Exercise instructions: Print all the data, keeping every line exactly as it is.

⁂

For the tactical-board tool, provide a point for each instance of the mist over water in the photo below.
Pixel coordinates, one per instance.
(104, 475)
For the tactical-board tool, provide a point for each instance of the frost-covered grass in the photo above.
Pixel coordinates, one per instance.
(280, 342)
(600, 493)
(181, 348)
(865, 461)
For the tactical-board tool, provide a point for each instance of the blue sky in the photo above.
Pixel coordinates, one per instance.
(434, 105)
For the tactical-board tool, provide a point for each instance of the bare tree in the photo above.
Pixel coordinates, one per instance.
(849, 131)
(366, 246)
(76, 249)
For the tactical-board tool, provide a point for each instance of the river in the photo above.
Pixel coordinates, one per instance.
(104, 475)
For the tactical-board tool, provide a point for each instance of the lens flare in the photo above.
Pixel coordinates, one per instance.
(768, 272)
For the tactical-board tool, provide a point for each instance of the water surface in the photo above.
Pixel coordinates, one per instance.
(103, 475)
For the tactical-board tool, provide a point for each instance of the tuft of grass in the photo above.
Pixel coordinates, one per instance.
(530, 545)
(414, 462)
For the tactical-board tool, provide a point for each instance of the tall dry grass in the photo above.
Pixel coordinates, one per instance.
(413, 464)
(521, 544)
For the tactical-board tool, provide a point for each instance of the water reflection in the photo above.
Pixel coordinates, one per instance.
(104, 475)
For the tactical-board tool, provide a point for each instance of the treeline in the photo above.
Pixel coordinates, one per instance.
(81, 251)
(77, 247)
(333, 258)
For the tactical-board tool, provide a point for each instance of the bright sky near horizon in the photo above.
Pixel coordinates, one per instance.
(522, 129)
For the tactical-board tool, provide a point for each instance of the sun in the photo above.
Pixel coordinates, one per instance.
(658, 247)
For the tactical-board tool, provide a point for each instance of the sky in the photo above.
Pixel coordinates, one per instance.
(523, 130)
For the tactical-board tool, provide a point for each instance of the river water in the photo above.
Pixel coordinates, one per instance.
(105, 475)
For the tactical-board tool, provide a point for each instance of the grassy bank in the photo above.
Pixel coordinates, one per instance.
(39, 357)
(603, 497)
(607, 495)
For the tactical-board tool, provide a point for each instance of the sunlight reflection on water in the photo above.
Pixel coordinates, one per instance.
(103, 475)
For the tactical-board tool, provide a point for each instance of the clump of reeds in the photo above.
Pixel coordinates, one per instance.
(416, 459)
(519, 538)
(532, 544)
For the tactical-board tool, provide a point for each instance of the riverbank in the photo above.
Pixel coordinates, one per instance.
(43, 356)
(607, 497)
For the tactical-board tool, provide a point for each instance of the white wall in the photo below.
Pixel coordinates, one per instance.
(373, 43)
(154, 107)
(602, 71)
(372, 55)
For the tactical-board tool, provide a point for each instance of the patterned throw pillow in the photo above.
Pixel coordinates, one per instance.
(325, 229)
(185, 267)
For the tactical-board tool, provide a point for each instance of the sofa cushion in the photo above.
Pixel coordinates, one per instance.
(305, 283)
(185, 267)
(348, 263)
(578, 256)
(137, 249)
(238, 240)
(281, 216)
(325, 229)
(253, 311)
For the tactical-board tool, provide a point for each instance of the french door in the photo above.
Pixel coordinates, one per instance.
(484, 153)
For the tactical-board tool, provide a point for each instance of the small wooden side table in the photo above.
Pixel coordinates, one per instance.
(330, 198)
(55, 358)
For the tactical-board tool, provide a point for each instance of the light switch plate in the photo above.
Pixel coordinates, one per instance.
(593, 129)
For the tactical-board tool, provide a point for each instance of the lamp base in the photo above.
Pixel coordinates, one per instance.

⁂

Written solution:
For the tactical-board tool, provide a point for each instance of the mist over water in the photo below.
Pixel coordinates, one per instance.
(104, 475)
For the tactical-board tool, provide a point for each instance of the frost-covered grass in the photo above.
Pixel coordinates, one per instance.
(280, 342)
(600, 493)
(181, 348)
(865, 461)
For the tactical-board tool, provide a point for each instance of the blue sky in the photo above.
Pixel coordinates, one per instance.
(434, 105)
For the tactical-board tool, provide a point for each instance of the bare tree in the photo above.
Pixel coordinates, one per instance.
(849, 131)
(366, 246)
(76, 249)
For the tactical-board tool, provide a point for each instance of the river in the photo above.
Pixel coordinates, one per instance.
(104, 475)
For the tactical-board tool, provide a point for each instance of the lens flare in the photo above.
Pixel coordinates, one per instance.
(768, 272)
For the tactical-board tool, provide a point for each instance of the water surface in the photo above.
Pixel coordinates, one per instance.
(103, 475)
For the tactical-board tool, provide a point for each instance of the tuft of grass in the photo above.
Pixel coordinates, one per instance.
(530, 545)
(414, 462)
For the tactical-board tool, provide a point for each instance of the tall dry grass in the photo above.
Pixel coordinates, one per instance.
(413, 464)
(521, 544)
For the tactical-board tool, provide a point for each instance of the water reflection in the photo above.
Pixel coordinates, one per instance.
(104, 475)
For the tactical-board tool, provide a point for each instance of the treeline in the photo above.
Pixel coordinates, one per instance.
(81, 251)
(77, 247)
(333, 258)
For the tactical-board tool, provide a point for each instance of the bright sky near horizon in the photo above.
Pixel coordinates, one per instance.
(522, 129)
For the tactical-board tool, provide a point for each instance of the sun in the photo above.
Pixel coordinates, one per instance.
(658, 247)
For the tactical-board tool, provide a point for each instance of the sky in the photo above.
Pixel coordinates, one per instance.
(523, 130)
For the tactical-board tool, provide a point for each instance of the river water in the photo above.
Pixel coordinates, one per instance.
(105, 475)
For the tactical-board tool, provide a point for each instance of the grassy bank in the photo above.
Pixel coordinates, one per instance.
(39, 357)
(603, 497)
(607, 495)
For the tactical-board tool, provide a point for each instance of the sunlight reflection on water in the photo above.
Pixel coordinates, one per instance.
(103, 475)
For the tactical-board tool, provide a point for each instance of the clump of reeds in the photo above.
Pixel coordinates, one per instance.
(416, 459)
(519, 538)
(532, 544)
For the tactical-board tool, provide a point for each instance of the riverbank in the photo above.
Pixel coordinates, one per instance.
(43, 356)
(607, 497)
For the tactical-board tool, provide a point for each instance of the white wall in the photo below.
Pixel coordinates, one per instance.
(373, 43)
(154, 107)
(602, 71)
(372, 55)
For the tactical-board tool, provide a point for each instance of the patterned throw pillow in the photo above.
Pixel coordinates, one per instance.
(325, 229)
(185, 267)
For the tactical-board tool, provide a point for each instance of the sofa cushion in the photo above.
Pixel coordinates, one per instance.
(305, 283)
(185, 267)
(348, 263)
(578, 256)
(137, 249)
(238, 240)
(281, 216)
(325, 229)
(253, 311)
For the tactical-board tool, provide a point for each instance of the french door in the photo above.
Pixel coordinates, one per instance.
(484, 153)
For the tactical-board tool, provide a point for each instance of the small wooden side table in the photo above.
Pixel coordinates, one per instance.
(330, 198)
(55, 358)
For the tactical-board tool, provide a point for each instance of the light switch plate in the photo above.
Pixel coordinates, one per instance.
(593, 129)
For the tactical-board tool, provide a point for each instance of the lamp base in the photo above.
Pixel coordinates, one per instance.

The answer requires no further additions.